ABOUT THIS EXERCISE:
Only one stretch of the data below is needed: the line with "I need to find the dark storm" through the last line. Output it exactly and drop the pictures.

DATA IN THIS EXERCISE:
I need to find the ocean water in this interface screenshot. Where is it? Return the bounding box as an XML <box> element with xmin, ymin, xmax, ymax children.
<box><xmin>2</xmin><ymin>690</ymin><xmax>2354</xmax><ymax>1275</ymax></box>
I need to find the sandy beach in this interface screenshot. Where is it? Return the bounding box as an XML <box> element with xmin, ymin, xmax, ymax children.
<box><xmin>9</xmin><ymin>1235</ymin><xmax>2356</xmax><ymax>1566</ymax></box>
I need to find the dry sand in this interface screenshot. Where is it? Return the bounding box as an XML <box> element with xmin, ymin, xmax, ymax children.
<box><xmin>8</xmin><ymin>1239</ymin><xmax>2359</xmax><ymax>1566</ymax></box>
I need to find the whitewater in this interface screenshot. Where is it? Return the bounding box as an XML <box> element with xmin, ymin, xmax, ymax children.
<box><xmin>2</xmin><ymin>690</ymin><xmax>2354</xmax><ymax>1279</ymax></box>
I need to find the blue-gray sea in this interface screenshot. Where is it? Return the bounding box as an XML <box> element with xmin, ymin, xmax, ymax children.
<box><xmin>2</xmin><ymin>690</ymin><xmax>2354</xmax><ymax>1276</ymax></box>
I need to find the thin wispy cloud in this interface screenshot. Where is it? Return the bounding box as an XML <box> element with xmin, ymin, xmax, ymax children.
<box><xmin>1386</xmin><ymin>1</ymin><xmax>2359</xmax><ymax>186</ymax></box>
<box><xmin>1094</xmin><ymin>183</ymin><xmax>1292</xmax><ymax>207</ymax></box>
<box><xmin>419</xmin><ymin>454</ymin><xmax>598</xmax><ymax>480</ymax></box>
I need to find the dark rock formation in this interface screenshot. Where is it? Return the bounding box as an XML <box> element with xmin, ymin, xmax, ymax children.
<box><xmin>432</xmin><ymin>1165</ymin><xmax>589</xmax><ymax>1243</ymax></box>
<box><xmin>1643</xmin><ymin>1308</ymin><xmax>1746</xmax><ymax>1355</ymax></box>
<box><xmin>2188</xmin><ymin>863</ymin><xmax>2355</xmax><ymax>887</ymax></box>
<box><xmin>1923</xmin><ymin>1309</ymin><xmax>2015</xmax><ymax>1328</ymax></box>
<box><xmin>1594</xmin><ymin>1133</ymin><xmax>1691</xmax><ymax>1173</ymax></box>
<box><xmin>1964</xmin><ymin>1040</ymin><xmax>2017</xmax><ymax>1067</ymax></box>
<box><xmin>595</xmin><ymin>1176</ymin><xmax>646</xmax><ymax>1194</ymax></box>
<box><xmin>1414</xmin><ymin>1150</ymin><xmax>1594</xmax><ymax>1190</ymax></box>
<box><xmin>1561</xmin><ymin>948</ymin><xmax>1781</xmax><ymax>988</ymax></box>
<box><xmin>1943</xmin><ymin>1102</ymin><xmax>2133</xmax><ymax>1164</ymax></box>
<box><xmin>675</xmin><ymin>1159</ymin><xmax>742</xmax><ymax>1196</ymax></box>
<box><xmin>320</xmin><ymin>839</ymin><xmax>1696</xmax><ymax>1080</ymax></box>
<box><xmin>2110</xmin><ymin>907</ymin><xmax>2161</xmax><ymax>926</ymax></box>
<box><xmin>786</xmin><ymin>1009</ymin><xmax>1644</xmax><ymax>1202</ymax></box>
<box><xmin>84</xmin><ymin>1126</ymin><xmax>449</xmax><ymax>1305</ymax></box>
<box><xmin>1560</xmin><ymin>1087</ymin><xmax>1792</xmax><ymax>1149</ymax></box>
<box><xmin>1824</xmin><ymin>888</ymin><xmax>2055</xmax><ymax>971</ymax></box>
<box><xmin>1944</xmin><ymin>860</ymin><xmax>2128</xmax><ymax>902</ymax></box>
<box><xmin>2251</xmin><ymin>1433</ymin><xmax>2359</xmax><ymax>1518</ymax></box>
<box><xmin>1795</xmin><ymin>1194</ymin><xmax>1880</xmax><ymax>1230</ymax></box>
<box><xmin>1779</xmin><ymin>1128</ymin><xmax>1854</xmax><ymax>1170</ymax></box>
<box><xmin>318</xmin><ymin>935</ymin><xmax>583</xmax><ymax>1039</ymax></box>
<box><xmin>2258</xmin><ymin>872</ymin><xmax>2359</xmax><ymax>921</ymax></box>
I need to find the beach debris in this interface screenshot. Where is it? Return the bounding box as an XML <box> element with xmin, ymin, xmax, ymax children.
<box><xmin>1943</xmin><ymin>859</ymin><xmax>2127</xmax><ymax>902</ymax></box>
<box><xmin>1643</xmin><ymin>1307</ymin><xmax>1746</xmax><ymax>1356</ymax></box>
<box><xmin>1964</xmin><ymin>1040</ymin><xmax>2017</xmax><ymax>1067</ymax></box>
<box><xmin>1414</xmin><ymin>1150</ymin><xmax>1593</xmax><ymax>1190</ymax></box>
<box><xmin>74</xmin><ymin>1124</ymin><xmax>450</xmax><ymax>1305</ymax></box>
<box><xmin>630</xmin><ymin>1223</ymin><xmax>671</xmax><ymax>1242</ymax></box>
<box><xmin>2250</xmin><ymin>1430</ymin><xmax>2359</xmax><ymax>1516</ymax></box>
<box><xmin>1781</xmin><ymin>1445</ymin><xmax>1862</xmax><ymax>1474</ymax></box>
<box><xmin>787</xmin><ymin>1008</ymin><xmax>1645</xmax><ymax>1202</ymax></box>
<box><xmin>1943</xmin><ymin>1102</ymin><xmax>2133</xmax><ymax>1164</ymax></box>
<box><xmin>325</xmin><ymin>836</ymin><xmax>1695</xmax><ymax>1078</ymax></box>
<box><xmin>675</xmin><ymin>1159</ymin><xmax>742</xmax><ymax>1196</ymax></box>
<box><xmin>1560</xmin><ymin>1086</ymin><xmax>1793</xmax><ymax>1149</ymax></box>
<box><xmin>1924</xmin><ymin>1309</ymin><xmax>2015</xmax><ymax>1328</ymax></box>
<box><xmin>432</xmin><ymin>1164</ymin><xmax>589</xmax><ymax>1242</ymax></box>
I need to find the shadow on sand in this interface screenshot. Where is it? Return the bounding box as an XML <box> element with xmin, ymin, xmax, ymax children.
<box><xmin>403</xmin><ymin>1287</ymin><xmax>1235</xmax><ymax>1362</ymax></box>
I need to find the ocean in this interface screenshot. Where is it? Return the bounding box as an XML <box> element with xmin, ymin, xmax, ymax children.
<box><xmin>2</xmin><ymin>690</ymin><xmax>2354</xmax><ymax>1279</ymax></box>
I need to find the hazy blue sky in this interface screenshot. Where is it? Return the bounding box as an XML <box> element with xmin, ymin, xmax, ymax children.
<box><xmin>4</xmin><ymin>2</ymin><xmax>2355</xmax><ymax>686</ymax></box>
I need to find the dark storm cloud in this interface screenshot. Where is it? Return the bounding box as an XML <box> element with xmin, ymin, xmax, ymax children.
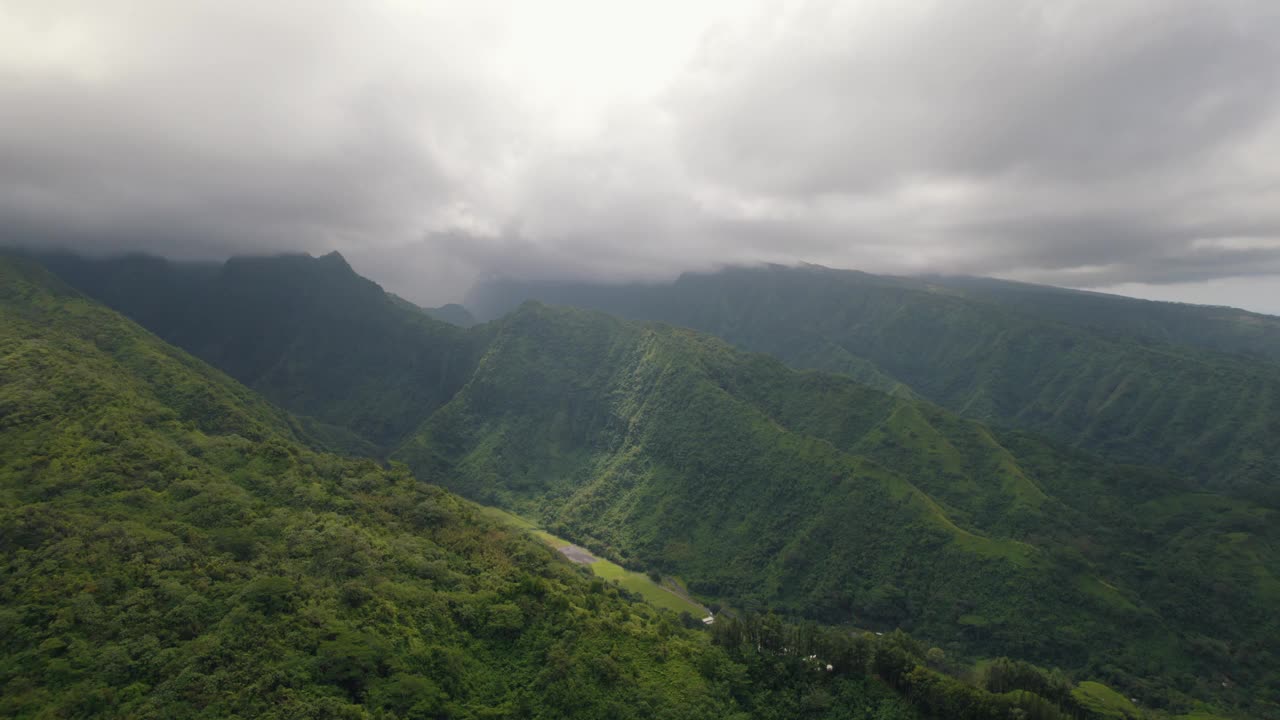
<box><xmin>2</xmin><ymin>0</ymin><xmax>1280</xmax><ymax>306</ymax></box>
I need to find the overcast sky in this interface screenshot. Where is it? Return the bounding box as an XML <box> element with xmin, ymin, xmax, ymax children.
<box><xmin>3</xmin><ymin>0</ymin><xmax>1280</xmax><ymax>313</ymax></box>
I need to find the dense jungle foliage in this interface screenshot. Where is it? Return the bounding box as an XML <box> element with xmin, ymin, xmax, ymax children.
<box><xmin>3</xmin><ymin>255</ymin><xmax>942</xmax><ymax>719</ymax></box>
<box><xmin>397</xmin><ymin>302</ymin><xmax>1277</xmax><ymax>717</ymax></box>
<box><xmin>466</xmin><ymin>265</ymin><xmax>1280</xmax><ymax>502</ymax></box>
<box><xmin>23</xmin><ymin>251</ymin><xmax>1280</xmax><ymax>718</ymax></box>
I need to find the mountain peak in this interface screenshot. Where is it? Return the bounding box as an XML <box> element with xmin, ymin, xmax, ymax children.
<box><xmin>318</xmin><ymin>250</ymin><xmax>352</xmax><ymax>270</ymax></box>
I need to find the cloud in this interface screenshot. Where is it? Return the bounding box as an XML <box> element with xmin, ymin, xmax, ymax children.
<box><xmin>0</xmin><ymin>1</ymin><xmax>511</xmax><ymax>258</ymax></box>
<box><xmin>676</xmin><ymin>2</ymin><xmax>1280</xmax><ymax>190</ymax></box>
<box><xmin>2</xmin><ymin>0</ymin><xmax>1280</xmax><ymax>307</ymax></box>
<box><xmin>663</xmin><ymin>0</ymin><xmax>1280</xmax><ymax>284</ymax></box>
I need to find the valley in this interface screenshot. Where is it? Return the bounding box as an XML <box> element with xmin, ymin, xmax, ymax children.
<box><xmin>3</xmin><ymin>249</ymin><xmax>1277</xmax><ymax>719</ymax></box>
<box><xmin>7</xmin><ymin>4</ymin><xmax>1277</xmax><ymax>717</ymax></box>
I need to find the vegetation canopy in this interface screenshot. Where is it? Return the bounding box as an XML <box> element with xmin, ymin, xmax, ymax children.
<box><xmin>4</xmin><ymin>251</ymin><xmax>1276</xmax><ymax>719</ymax></box>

WRITTEN REPLY:
I need to find the dark storm cloud in this interface screenshot. Where is it? Return the bounding box as an XML <box> element with xmin, ymin, xmax, ymax children.
<box><xmin>2</xmin><ymin>0</ymin><xmax>1280</xmax><ymax>306</ymax></box>
I need to find the overcast sky in this interface screenshot. Where is it? Return the bounding box as an XML <box> element with xmin, ymin, xmax, ymax children.
<box><xmin>3</xmin><ymin>0</ymin><xmax>1280</xmax><ymax>313</ymax></box>
I need to find the dense jungle foliage in this interface screenshot. Where is it? Return the bounding box as an XML <box> element with xmin, ymin, xmax, ymax children.
<box><xmin>3</xmin><ymin>255</ymin><xmax>942</xmax><ymax>719</ymax></box>
<box><xmin>397</xmin><ymin>302</ymin><xmax>1277</xmax><ymax>717</ymax></box>
<box><xmin>466</xmin><ymin>265</ymin><xmax>1280</xmax><ymax>502</ymax></box>
<box><xmin>23</xmin><ymin>251</ymin><xmax>1280</xmax><ymax>718</ymax></box>
I need to find the mountain peak in this interface screenshot. Where is it? Return the bounding box as an XML <box> element with xmin, ymin, xmax, ymax children.
<box><xmin>318</xmin><ymin>250</ymin><xmax>352</xmax><ymax>270</ymax></box>
I need to find the cloud in this interface screenshot. Where is it? Return the bounding box as an XML <box> element with xmin, ymin, xmax, ymax children.
<box><xmin>0</xmin><ymin>1</ymin><xmax>511</xmax><ymax>258</ymax></box>
<box><xmin>676</xmin><ymin>2</ymin><xmax>1280</xmax><ymax>190</ymax></box>
<box><xmin>2</xmin><ymin>0</ymin><xmax>1280</xmax><ymax>307</ymax></box>
<box><xmin>663</xmin><ymin>0</ymin><xmax>1280</xmax><ymax>284</ymax></box>
I need to find the valley in this interface screenshot. Where is it? Return the bounding box as an XML <box> element with xmin, ymin, xmax, ymax children.
<box><xmin>3</xmin><ymin>249</ymin><xmax>1277</xmax><ymax>719</ymax></box>
<box><xmin>7</xmin><ymin>4</ymin><xmax>1277</xmax><ymax>717</ymax></box>
I need to find the vegetation canopy in this interface screenshot. Where is it? Return the bounding box as an XML <box> element with xmin, ymin, xmax, ymax children.
<box><xmin>4</xmin><ymin>251</ymin><xmax>1276</xmax><ymax>719</ymax></box>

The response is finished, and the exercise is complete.